Stated problem A:
Convert the records into a two-column CSV with the columns request and answer, one row for each record. Begin at the line that has "the woman's short" and stop after the line that has "point(112, 189)", placing each text and its answer in a single quoted field with line breaks replaced by spaces.
— START Quoted passage —
Another staffing issue all chain salon owners face is whether they want employees or booth renters to work in the salon; this can prove tricky when considered on a large scale. Both have advantages and disadvantages, but many nail salon chains opt to use only employees in order to keep products, implements, and techniques consistent among different nail techs at different locations. “It was one of the big decsions we had to make when we started up the business, but we decided to hire employees so they’d feel vested in the company,” Janson says.
Real Estate: Location, Location, Location
A major factor determining whether a nail salon chain will succeed is its effectiveness at picking out the perfect locations. To this end, many chains opt to have a dedicated person or team handling all real estate issues. At Happy Nails, Carlos Diaz is kept on hand as a consulting realtor. “He is responsible for locating new sites and represents the company to the landlords,” says the more than 45-store salon chain’s website. “Diaz…is extremely knowledgeable in the location requirements.”
— END Quoted passage —
— START Entries —
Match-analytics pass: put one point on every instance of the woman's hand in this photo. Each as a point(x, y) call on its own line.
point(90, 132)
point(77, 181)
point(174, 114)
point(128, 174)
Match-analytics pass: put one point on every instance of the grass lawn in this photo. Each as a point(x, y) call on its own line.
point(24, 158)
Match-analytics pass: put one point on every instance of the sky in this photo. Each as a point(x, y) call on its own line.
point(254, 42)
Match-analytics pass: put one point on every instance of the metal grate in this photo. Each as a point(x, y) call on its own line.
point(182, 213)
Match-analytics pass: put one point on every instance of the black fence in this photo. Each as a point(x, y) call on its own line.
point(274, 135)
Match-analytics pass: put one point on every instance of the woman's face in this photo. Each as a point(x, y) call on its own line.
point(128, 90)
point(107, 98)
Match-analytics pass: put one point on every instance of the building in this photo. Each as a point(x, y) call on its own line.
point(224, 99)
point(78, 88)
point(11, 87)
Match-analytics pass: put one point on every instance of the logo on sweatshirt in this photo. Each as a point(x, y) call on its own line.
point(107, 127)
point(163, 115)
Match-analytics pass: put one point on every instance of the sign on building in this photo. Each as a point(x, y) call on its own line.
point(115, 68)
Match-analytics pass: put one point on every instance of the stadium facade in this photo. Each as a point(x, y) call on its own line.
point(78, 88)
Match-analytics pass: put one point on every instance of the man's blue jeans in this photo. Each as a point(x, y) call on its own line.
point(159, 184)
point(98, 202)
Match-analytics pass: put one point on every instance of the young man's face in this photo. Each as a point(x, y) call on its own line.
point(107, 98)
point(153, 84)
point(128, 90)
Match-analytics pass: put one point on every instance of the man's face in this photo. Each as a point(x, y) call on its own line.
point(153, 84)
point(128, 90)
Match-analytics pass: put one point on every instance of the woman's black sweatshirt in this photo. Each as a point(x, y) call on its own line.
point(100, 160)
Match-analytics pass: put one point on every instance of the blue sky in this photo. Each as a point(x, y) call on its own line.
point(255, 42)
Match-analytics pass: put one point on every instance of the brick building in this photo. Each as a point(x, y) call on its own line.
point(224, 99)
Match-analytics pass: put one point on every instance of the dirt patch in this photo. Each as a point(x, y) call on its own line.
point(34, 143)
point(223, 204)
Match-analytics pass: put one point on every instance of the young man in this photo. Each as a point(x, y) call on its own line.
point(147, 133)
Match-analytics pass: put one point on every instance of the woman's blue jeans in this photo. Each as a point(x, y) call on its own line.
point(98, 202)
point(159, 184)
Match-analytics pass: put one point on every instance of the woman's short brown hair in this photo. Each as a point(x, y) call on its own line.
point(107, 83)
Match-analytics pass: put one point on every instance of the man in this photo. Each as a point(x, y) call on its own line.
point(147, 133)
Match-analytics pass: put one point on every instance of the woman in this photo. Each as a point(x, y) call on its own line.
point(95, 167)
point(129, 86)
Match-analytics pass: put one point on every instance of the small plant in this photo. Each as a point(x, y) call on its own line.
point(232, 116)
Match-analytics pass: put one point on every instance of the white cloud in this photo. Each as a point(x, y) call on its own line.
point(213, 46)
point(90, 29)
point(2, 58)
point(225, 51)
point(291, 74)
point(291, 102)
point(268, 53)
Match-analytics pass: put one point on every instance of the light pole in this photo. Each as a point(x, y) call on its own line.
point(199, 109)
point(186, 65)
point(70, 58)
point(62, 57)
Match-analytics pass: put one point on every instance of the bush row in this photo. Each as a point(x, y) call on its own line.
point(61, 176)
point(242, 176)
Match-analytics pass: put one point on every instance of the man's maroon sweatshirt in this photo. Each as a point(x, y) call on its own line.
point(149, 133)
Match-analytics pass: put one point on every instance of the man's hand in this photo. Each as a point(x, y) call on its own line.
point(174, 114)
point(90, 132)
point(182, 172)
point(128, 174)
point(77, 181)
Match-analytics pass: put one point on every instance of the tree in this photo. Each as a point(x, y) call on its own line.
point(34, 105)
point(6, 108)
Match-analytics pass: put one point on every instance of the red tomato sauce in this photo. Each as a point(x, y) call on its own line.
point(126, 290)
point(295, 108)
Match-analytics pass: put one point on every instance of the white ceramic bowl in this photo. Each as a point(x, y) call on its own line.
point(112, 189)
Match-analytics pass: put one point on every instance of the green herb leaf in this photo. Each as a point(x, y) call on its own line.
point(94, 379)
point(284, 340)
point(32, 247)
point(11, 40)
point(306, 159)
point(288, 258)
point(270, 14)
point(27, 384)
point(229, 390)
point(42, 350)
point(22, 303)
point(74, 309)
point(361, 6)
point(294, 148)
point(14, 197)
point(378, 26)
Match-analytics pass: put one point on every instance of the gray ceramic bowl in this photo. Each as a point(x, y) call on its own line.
— END Entries —
Stated problem B:
Continue the passage on nail salon chains from the point where it ends.

Exercise response A:
request,answer
"Match-analytics pass: put one point on every instance of the woman's short brown hair in this photo. Each as a point(x, y) call on its own line.","point(107, 83)"
"Match-analytics pass: put one point on every instance of the man in this photo. Each as a point(x, y) call on its own line.","point(147, 133)"
"Match-analytics pass: put one point on every instance of the woman in this photo. Each as a point(x, y) call on its own line.","point(95, 167) point(129, 86)"
"Match-analytics pass: put one point on every instance of the small plant in this photo. Each as a point(x, y) call on its own line.","point(232, 116)"
"Match-analytics pass: put one point on every instance of the white cloud in this photo. Each as a point(x, y) call on its own line.","point(213, 46) point(90, 29) point(2, 58) point(225, 51) point(291, 74) point(291, 102) point(268, 53)"
"Match-analytics pass: put one point on every instance of the light pole in this photo. Each as a point(x, y) call on its own line.","point(199, 109) point(186, 65) point(70, 58) point(62, 57)"
"Match-analytics pass: put one point on every instance of the bush row in this photo. Each as a point(x, y) call on its own line.","point(61, 176) point(242, 176)"
"Match-analytics pass: put one point on every instance of the man's maroon sweatshirt in this photo. Each as a point(x, y) call on its own line.","point(149, 133)"
"Match-analytics pass: put one point on every instance of the man's hand in this photo. Each as a point(x, y) call on its own line.","point(174, 114) point(90, 132) point(182, 172) point(128, 174) point(77, 181)"
"Match-analytics pass: put one point on every instance of the tree in this photo. Each as a point(x, y) call on its own line.","point(34, 105) point(6, 108)"
"Match-analytics pass: put one point on every instance of the red tomato sauce in this photo. Each as a point(x, y) call on its own line.","point(126, 290) point(295, 108)"
"Match-analytics pass: put one point on every instance of the white ceramic bowl in this photo. Each as a point(x, y) call on its own line.","point(112, 189)"

Exercise response B:
Once a chain crosses state lines, an expert’s opinion is invaluable, as 10 Minute Manicure found out. The chain keeps nail tech Angela Redwing on staff; her area of experience is understanding state, county, and city licensing requirements. Redwing was in charge of researching the chain’s potential new location in Philadelphia International Airport. The airport was very interested in hosting a 10 Minute Manicure, but after many months of poring over laws and regulations, Redwing concluded that the salon couldn’t meet the state’s unique licensee per square footage requirement — a letdown for both the chain and the airport.
Even after getting city approval for a location, things can go wrong. Take Dashing Diva’s Las Vegas store. Opening the winter of 2005, the salon in Las Vegas’ Fashion Show Mall was later shuttered, primarily due to a poor rent and lease agreement. “I felt we’d made a mistake as a company,” Cleary says. “If the location can’t pay its rent, it doesn’t matter how great we are or how great the support is that we give them. We realized it’s better to be in an outside area, like a strip mall (with a much lower rent), than it is to be in a high-end mall.”
But Dashing Diva has learned from its mistake. The chain has since implemented a “site approval package” for its franchisees. Partnering with Baum Realty Group Inc., the site selection process includes a demographic analysis, site plan, aerial views, and upcoming construction plans in the area. It also includes rent and lease negotiation help, though the franchisee retains the power to sign off on the site.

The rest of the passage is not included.